(Region annotation items)
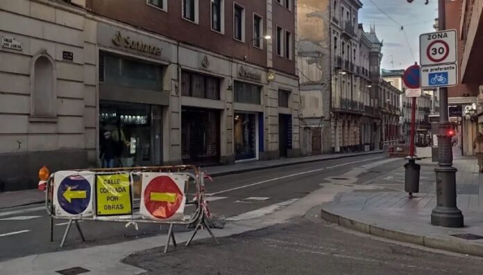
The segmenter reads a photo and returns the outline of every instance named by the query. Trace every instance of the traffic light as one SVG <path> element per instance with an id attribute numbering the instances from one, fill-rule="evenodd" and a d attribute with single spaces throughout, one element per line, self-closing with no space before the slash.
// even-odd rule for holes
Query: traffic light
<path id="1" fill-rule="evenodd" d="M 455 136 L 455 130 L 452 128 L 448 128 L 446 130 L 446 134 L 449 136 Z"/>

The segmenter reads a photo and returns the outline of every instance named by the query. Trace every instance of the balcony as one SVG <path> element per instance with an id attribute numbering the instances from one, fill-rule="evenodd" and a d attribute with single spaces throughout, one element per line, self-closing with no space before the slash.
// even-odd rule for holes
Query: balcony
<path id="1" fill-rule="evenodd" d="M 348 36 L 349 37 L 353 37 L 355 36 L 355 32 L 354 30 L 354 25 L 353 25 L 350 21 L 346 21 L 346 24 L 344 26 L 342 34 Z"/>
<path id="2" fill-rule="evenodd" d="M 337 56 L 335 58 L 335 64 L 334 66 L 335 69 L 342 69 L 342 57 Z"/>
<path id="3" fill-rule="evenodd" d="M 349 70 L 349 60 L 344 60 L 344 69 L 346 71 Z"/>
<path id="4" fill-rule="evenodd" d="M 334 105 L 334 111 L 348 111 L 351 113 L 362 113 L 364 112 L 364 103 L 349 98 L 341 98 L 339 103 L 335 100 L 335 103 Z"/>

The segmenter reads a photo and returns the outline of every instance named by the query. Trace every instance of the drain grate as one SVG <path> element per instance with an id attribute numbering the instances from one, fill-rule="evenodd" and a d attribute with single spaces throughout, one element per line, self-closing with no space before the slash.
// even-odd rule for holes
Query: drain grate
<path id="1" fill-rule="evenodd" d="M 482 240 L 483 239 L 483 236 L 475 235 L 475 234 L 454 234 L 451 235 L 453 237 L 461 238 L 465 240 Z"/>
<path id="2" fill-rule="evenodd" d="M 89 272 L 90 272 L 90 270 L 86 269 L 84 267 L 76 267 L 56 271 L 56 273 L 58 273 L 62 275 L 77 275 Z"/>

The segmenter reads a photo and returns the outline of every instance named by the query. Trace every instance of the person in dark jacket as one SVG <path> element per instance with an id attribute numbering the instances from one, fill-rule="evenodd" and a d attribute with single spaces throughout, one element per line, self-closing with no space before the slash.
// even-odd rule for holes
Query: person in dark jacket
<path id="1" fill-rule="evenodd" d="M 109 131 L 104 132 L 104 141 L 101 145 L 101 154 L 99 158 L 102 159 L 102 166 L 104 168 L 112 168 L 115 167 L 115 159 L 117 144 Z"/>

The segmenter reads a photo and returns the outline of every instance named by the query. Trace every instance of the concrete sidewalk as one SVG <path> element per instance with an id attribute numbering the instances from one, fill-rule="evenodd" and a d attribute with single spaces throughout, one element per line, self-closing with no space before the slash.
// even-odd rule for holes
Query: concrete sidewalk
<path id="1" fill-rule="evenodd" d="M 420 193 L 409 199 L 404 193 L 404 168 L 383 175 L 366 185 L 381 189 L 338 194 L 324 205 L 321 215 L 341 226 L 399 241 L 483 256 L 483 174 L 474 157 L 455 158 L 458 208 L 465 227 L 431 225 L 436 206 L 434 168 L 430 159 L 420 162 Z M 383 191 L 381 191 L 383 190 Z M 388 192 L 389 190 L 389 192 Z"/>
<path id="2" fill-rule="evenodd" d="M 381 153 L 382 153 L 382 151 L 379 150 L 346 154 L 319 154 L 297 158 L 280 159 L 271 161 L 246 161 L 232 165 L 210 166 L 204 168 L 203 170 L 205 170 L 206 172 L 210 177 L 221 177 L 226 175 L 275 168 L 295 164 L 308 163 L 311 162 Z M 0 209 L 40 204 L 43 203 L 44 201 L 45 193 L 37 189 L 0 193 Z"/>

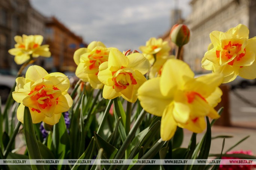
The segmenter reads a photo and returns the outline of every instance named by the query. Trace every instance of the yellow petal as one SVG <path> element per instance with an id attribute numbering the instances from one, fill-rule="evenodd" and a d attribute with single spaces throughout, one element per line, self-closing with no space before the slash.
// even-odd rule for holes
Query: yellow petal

PROBLEM DETAILS — Strip out the pictures and quote the remaining data word for word.

FULL RESPONSE —
The segmenter reads a photo and returns the outline of every instance named by the query. Trace every instance of the traffic light as one SVG <path> element per instance with an id attribute numbering the instances from one, fill-rule="evenodd" and a d attribute with single spaces throughout, one element per line, self-closing with no space before the slash.
// even-odd rule for holes
Query: traffic light
<path id="1" fill-rule="evenodd" d="M 455 136 L 455 130 L 452 128 L 448 128 L 446 130 L 446 134 L 449 136 Z"/>

The segmenter reads a photo and returns the outline of every instance named by the query. Trace every instance of the balcony as one SVG <path> element per instance with an id attribute numbering the instances from one, fill-rule="evenodd" and a d attribute with single spaces throughout, one element per line, self-closing with no space before the slash.
// even-odd rule for holes
Query: balcony
<path id="1" fill-rule="evenodd" d="M 348 36 L 349 37 L 353 37 L 355 36 L 355 32 L 354 30 L 354 25 L 353 25 L 350 21 L 346 21 L 346 24 L 344 26 L 342 34 Z"/>
<path id="2" fill-rule="evenodd" d="M 337 56 L 335 58 L 335 64 L 334 66 L 335 69 L 342 69 L 342 57 Z"/>
<path id="3" fill-rule="evenodd" d="M 349 70 L 349 60 L 344 60 L 344 69 L 346 71 Z"/>
<path id="4" fill-rule="evenodd" d="M 334 105 L 334 111 L 348 111 L 351 113 L 362 113 L 364 112 L 364 103 L 349 98 L 341 98 L 339 103 L 335 100 L 335 103 Z"/>

The segmenter reads a photo and returns the outline of every instance named by the query. Trace every instance of the drain grate as one SVG <path> element per instance with an id attribute numbering the instances from one, fill-rule="evenodd" and a d attribute with single spaces throughout, one element per line, self-closing with no space before the slash.
// even-odd rule for holes
Query: drain grate
<path id="1" fill-rule="evenodd" d="M 482 240 L 483 239 L 483 236 L 475 235 L 475 234 L 454 234 L 451 235 L 453 237 L 461 238 L 465 240 Z"/>
<path id="2" fill-rule="evenodd" d="M 89 272 L 90 272 L 90 270 L 86 269 L 84 267 L 76 267 L 56 271 L 56 273 L 58 273 L 62 275 L 77 275 Z"/>

The segmenter reads a photo and returns the outline of every instance named by the query. Trace every instance of the person in dark jacket as one SVG <path> element per instance with an id attribute numbering the instances from one, fill-rule="evenodd" and a d attribute with single spaces throughout, one element per line, self-closing with no space before the slash.
// even-odd rule for holes
Query: person in dark jacket
<path id="1" fill-rule="evenodd" d="M 109 131 L 104 132 L 104 141 L 101 145 L 101 154 L 99 158 L 102 159 L 102 166 L 104 168 L 112 168 L 115 167 L 115 159 L 117 144 Z"/>

The segmenter reads a photo and returns the outline of every instance named by the query. Trace every instance of the concrete sidewalk as one SVG <path> element per instance with an id attribute numbering the instances from one, fill-rule="evenodd" and a d attribute with single spaces throughout, one element per line, self-closing with no space before the slash.
// even-odd rule for holes
Query: concrete sidewalk
<path id="1" fill-rule="evenodd" d="M 420 193 L 409 199 L 404 193 L 404 168 L 383 175 L 366 185 L 381 189 L 338 194 L 324 205 L 321 215 L 341 226 L 399 241 L 483 256 L 483 174 L 474 157 L 455 158 L 458 208 L 465 227 L 431 225 L 436 206 L 434 168 L 430 159 L 420 162 Z M 383 191 L 381 191 L 383 190 Z M 388 192 L 389 190 L 389 192 Z"/>
<path id="2" fill-rule="evenodd" d="M 381 153 L 382 153 L 382 151 L 379 150 L 346 154 L 319 154 L 297 158 L 280 159 L 271 161 L 246 161 L 232 165 L 210 166 L 204 168 L 203 170 L 205 170 L 206 172 L 210 177 L 221 177 L 226 175 L 275 168 L 295 164 L 308 163 L 311 162 Z M 0 209 L 40 204 L 43 203 L 44 201 L 45 193 L 37 189 L 0 193 Z"/>

The segmenter reads a photo and returns the outline of every instance named by the query. Trace every instance of the yellow petal as one SVG <path> element per instance with an id attribute numbering the instances from one, fill-rule="evenodd" and a d attribute with single spaces throughout, one element per line, self-closing with no space before the slash.
// even-odd rule for holes
Query: yellow petal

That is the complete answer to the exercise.